## Goal of the exercise
Each line of the listing below that includes "shirt" should be reported.
- - - -
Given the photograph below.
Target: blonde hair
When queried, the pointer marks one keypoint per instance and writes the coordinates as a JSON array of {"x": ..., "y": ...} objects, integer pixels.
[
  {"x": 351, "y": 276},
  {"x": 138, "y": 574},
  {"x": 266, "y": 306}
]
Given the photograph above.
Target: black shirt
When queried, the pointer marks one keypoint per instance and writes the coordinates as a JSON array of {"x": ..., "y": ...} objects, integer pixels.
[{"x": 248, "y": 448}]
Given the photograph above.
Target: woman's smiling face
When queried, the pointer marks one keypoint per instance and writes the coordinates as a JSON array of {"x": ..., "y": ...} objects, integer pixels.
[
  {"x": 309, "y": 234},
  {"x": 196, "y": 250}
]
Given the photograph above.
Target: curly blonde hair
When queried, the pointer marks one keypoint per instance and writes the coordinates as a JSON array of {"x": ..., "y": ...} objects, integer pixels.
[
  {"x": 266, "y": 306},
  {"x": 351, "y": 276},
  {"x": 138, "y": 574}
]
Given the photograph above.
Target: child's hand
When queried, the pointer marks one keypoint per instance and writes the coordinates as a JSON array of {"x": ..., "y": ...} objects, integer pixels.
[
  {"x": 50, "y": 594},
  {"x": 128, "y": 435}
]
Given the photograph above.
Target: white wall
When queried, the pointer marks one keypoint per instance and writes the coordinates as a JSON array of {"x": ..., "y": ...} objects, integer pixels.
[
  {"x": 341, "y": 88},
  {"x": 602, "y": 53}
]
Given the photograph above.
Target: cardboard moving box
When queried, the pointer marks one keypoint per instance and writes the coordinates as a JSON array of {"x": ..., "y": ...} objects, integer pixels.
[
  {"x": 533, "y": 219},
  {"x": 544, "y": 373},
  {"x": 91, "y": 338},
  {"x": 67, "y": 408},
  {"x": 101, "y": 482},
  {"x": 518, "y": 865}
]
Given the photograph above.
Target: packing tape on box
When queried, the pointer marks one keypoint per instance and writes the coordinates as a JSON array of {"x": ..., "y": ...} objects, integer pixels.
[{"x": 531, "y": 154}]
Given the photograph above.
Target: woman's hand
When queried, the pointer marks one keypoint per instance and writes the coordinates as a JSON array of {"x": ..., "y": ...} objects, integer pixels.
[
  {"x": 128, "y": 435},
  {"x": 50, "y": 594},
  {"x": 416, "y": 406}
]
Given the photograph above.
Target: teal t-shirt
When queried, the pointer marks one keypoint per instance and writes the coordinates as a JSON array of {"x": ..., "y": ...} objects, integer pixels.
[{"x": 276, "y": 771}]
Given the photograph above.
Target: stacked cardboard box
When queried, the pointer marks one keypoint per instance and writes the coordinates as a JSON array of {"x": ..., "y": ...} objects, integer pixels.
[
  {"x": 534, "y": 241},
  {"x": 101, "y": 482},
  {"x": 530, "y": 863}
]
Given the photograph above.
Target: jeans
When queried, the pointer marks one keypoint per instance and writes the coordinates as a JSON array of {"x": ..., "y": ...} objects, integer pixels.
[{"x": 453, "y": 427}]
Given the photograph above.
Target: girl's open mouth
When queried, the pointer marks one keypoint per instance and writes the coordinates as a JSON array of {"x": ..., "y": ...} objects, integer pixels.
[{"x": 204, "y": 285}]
- - - -
## Solution to this exercise
Target: black shirt
Target: teal t-shirt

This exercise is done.